(Natural language region descriptions)

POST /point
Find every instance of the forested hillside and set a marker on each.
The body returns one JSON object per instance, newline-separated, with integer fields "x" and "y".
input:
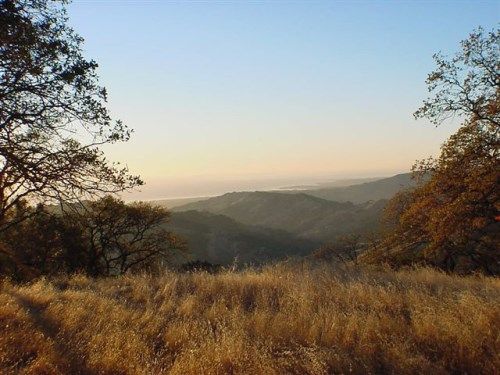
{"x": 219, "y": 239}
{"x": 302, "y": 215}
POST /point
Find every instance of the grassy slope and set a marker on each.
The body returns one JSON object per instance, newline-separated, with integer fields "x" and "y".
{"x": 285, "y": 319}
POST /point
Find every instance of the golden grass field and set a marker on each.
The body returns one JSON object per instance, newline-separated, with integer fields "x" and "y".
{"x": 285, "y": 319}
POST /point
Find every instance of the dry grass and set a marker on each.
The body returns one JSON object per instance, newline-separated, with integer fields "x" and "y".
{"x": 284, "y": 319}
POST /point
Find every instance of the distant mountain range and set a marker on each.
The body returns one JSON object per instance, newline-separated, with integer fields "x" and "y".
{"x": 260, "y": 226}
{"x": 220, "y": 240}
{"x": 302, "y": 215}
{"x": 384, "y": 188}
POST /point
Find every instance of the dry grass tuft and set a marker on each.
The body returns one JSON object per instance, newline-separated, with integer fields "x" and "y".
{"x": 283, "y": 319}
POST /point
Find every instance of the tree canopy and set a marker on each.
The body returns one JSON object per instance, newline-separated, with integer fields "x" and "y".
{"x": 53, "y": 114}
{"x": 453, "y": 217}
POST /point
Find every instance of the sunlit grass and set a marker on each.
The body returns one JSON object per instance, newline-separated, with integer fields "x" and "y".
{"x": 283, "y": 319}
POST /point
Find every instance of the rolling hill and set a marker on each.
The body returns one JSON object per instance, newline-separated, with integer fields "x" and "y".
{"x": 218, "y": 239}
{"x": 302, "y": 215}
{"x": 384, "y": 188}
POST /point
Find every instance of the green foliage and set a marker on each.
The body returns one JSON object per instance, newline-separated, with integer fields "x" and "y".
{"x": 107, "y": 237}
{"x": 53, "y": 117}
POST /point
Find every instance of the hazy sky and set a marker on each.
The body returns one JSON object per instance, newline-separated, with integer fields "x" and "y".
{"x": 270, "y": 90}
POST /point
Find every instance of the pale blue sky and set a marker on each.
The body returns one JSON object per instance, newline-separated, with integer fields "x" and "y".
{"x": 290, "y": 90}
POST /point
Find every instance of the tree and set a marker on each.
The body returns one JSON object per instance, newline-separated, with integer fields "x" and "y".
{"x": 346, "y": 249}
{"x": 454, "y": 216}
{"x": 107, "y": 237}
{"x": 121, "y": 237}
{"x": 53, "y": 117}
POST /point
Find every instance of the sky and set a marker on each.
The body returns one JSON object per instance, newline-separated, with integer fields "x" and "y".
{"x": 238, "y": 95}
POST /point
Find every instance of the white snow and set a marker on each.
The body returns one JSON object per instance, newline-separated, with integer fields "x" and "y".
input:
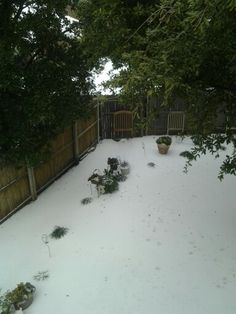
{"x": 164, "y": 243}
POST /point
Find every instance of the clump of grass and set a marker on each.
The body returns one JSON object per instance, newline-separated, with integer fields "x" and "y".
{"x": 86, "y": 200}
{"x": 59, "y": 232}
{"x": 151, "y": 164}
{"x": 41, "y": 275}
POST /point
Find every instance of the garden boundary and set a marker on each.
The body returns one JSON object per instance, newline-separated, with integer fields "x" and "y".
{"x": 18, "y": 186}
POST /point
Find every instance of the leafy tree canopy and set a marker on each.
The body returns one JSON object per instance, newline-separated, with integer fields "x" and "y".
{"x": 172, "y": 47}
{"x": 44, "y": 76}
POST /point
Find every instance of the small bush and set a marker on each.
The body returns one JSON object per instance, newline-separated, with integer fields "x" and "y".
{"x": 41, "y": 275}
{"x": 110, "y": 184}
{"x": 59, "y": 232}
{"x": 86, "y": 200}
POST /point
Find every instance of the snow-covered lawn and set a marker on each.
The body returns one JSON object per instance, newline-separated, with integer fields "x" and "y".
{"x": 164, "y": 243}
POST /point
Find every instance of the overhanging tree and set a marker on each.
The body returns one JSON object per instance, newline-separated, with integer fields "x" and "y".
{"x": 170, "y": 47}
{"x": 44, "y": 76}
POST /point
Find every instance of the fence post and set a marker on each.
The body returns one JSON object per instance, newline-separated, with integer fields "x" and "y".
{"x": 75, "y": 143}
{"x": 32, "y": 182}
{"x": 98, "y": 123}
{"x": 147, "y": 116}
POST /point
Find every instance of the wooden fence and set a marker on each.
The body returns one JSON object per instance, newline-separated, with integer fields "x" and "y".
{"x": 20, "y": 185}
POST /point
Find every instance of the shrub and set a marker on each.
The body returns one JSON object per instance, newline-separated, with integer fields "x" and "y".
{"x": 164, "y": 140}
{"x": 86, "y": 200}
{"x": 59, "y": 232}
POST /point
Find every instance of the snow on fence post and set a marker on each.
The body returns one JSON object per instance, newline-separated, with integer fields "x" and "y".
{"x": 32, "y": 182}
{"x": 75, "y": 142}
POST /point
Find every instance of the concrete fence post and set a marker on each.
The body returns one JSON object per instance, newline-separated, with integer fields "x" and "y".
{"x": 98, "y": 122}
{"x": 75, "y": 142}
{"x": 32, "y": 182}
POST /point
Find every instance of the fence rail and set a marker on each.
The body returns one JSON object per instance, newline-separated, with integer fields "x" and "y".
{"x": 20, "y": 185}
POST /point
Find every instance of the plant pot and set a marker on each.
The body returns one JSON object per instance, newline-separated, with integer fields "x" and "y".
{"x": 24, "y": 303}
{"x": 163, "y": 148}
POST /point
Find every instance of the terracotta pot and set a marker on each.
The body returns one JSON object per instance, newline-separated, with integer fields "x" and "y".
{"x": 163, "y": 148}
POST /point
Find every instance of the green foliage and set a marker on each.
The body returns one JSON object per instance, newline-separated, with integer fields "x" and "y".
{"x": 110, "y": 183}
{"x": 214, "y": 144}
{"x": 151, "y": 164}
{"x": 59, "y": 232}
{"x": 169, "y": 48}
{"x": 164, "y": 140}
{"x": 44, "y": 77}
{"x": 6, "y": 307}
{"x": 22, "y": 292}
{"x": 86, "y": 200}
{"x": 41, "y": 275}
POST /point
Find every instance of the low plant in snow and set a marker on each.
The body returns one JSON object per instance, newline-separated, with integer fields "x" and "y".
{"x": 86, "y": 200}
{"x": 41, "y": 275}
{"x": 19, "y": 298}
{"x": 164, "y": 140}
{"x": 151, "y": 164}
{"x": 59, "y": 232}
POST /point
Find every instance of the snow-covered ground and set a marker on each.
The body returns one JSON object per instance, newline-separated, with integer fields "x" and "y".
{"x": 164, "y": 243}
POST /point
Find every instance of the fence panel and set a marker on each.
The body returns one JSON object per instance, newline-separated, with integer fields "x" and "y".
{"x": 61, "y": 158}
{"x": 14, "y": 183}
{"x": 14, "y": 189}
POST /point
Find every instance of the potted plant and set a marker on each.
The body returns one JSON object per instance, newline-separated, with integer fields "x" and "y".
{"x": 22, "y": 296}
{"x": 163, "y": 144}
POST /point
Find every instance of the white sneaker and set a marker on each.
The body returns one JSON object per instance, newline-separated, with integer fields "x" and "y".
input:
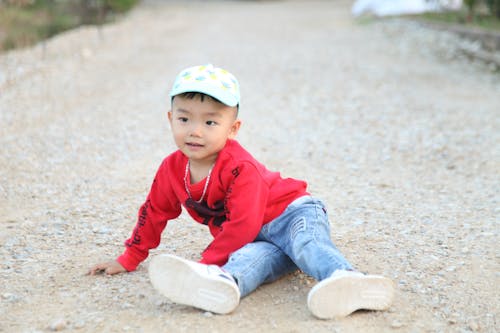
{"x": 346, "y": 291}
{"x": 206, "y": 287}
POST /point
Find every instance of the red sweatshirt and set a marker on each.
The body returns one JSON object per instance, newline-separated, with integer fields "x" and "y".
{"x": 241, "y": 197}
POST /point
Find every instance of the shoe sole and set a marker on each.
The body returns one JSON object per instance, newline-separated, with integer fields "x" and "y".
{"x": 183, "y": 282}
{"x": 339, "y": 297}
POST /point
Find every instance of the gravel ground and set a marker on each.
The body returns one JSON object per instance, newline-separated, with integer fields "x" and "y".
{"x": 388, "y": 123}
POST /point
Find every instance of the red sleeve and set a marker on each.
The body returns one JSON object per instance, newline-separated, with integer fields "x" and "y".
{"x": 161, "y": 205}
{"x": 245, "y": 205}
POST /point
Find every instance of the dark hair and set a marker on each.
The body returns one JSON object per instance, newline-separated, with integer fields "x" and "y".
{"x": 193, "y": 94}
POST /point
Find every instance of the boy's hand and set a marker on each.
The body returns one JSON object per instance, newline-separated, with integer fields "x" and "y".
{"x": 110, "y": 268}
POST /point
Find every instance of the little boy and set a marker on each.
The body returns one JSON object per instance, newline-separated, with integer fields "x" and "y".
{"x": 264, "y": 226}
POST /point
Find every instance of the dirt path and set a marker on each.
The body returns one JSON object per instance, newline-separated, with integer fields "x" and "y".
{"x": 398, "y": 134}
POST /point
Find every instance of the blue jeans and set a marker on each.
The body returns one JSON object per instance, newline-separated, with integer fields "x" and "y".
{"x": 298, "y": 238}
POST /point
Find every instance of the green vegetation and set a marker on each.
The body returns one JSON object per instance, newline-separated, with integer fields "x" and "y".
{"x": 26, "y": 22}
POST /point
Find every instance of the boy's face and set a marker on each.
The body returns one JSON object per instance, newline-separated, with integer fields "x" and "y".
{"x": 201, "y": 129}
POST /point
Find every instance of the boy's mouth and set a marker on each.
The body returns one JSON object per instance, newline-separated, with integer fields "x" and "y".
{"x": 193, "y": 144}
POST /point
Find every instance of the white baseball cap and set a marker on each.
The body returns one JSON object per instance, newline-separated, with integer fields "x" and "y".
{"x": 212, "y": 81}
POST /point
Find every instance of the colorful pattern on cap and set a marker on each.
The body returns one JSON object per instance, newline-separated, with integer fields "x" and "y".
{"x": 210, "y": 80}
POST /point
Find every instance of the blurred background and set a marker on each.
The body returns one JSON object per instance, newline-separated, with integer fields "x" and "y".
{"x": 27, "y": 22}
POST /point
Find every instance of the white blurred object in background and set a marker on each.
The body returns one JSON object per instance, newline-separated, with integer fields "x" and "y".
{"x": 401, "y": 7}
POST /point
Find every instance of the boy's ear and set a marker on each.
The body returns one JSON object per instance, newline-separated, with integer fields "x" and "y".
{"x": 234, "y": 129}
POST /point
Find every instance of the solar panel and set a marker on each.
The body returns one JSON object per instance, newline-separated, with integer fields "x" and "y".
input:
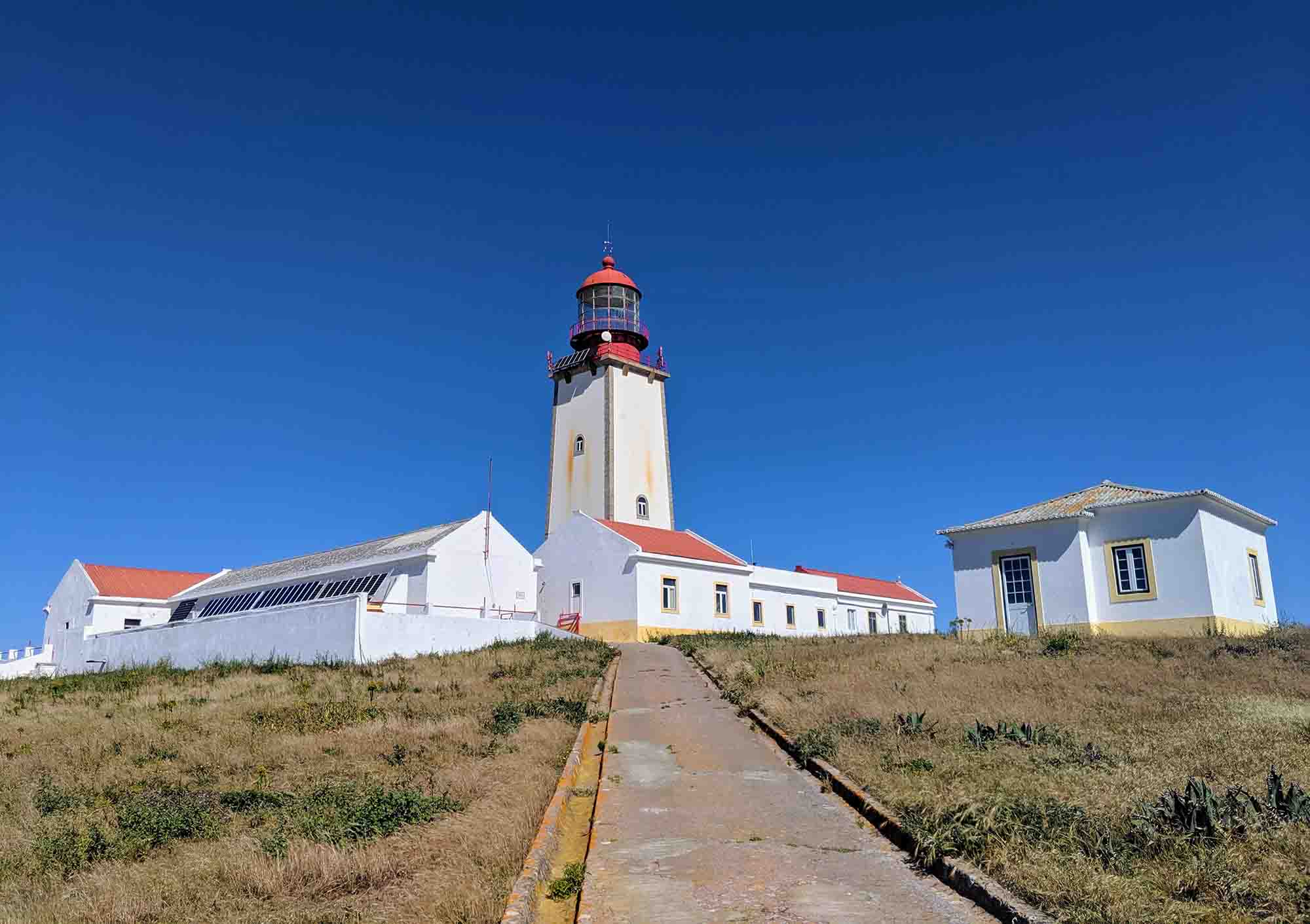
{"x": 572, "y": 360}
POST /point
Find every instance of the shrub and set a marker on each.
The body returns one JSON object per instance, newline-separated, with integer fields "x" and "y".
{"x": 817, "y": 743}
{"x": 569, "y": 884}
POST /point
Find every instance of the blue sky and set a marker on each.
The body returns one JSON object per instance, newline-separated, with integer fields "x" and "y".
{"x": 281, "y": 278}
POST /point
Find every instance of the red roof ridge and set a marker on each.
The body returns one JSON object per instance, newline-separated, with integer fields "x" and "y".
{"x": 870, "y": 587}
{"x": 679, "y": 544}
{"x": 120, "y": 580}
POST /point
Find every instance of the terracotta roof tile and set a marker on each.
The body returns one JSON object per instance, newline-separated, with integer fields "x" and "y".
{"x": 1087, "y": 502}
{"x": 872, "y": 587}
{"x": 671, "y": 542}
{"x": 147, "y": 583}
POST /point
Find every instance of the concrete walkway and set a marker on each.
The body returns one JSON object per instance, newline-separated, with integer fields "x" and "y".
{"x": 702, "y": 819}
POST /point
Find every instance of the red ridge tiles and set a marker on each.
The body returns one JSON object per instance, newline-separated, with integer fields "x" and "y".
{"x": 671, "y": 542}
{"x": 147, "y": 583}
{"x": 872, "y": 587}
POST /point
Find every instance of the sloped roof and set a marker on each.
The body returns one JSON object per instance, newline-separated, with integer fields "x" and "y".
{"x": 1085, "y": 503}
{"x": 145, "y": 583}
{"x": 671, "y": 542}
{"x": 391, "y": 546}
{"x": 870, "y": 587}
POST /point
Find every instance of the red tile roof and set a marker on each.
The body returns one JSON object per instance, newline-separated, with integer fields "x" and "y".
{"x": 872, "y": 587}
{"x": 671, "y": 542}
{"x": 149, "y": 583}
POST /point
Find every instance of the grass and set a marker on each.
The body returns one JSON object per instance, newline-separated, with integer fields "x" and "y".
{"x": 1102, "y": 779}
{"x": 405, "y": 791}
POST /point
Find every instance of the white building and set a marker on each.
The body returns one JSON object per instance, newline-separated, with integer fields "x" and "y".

* [PROMPT]: Using the records above, list each line that includes "terracotta".

* [EXERCISE SOLUTION]:
Find every instance of the terracotta pot and set a marker on each.
Find every instance of the terracotta roof tile and set a marker on each.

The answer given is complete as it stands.